I want to give my friend something that is specifically for her (rather than more baby items, which we all just gave her at her shower). On the other hand, I can't lose sight of the fact that her whole routine, and her needs and interests, are about to change in a big way. What might be a good gift?
I have seen related posts that talk about massage, lotions, etc. Are they good ideas at this stage?
For purposes of this question, assume that money is no object. My friend is on the East Coast of the United States.
By: cholly posted on September 06, 2006 01:47:27 am What about a gift certificate to a nice restaurant with an IOU one night babysitting?
By: mezzanayne posted on September 06, 2006 02:39:51 am I'm currently expecting (due 9 days ago), and coincidentally my birthday is also very soon. If I were being polled about gift preferences, number one on my list, even though I don't regularly get them, would be a pedicure. For the past couple of months my feet have been uncomfortable to reach and the appearance of my feet (too-long toenails and summertime barefoot callouses) show it.
Also on the list would be a movie or movie rental certificates to wallow away those "I have a baby, now what?" first few weeks.
A gift certificate to Victoria's Secret or another favorite lingerie store might be welcome too. A woman's body goes though so many changes shortly before and after delivery and having high-quality undergarments can make a world of difference in her comfort.
This is also ouside of my nature, but lately I've really enjoyed having fresh flowers around the house. It kinds of feels like decorating the house for a guest, which I suppose is appropriate when one is preparing to bring a baby home.
By: pracowity posted on September 06, 2006 04:27:16 am What can I give her for her birthday + assume that money is no object.
Get her the most comfortable chair in the world, because she is going to spend a lot of time sitting. Some of these look very nice, but you'll have to ask others about how they feel. If you can, get one with a stool so she can put her sore feet up.

REQUIREMENT
Please reproduce, word for word, the part of the gift discussion above starting with "I want to give" and going on through "the United States.".

RECORD SET
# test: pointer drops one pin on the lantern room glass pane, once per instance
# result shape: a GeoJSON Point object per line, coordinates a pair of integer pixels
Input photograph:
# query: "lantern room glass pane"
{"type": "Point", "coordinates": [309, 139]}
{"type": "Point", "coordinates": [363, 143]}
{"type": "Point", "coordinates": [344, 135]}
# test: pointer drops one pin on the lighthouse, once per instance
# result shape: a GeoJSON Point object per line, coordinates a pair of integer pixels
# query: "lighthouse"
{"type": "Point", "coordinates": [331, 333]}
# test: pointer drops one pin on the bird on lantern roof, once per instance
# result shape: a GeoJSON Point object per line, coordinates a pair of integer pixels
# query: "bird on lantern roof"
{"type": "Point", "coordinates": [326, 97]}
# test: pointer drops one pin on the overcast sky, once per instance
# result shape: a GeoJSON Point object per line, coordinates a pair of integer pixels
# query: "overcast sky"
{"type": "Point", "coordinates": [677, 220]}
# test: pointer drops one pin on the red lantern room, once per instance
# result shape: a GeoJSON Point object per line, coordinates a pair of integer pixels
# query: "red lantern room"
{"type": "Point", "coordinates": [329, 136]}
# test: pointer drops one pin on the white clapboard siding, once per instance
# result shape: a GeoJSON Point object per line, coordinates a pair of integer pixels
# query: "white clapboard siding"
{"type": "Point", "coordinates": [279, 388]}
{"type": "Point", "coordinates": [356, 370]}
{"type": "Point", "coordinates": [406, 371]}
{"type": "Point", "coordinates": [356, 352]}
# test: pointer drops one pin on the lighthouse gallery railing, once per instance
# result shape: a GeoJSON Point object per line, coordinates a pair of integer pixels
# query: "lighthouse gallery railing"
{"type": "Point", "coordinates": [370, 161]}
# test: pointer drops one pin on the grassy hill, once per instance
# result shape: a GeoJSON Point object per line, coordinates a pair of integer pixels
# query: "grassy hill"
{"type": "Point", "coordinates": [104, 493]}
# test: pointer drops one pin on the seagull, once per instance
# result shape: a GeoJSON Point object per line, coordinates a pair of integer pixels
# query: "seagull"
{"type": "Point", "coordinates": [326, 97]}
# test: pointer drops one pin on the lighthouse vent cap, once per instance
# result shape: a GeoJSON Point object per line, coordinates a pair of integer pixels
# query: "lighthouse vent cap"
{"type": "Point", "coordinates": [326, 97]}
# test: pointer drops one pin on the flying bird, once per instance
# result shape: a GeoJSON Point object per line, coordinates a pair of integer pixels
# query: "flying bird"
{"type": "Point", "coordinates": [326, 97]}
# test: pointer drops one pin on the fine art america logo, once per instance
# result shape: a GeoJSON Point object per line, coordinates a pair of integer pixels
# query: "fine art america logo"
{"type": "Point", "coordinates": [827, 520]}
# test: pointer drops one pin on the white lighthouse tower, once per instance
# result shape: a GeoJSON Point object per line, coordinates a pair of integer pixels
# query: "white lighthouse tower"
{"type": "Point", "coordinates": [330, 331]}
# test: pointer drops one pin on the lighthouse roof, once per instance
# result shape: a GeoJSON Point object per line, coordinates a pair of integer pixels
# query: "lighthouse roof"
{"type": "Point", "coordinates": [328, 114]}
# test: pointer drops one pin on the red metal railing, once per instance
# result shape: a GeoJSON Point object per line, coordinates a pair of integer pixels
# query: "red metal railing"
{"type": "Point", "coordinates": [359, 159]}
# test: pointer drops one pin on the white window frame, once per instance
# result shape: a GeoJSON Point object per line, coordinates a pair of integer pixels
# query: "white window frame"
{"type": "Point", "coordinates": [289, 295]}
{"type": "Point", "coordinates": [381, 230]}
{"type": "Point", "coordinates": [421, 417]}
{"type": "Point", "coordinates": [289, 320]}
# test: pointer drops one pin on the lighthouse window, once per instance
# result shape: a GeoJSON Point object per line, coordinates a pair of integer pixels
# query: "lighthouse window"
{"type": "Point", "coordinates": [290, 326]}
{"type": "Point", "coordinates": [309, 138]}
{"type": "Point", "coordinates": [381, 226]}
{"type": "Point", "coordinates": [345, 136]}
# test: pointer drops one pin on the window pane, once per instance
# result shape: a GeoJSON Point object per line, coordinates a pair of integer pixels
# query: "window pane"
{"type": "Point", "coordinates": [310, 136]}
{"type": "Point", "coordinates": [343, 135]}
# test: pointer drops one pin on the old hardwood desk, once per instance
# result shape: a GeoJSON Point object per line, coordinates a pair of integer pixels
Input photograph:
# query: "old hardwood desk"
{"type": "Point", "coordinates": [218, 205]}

SOLUTION TO THE EXERCISE
I want to give my friend something that is specifically for her (rather than more baby items, which we all just gave her at her shower). On the other hand, I can't lose sight of the fact that her whole routine, and her needs and interests, are about to change in a big way. What might be a good gift?
I have seen related posts that talk about massage, lotions, etc. Are they good ideas at this stage?
For purposes of this question, assume that money is no object. My friend is on the East Coast of the United States.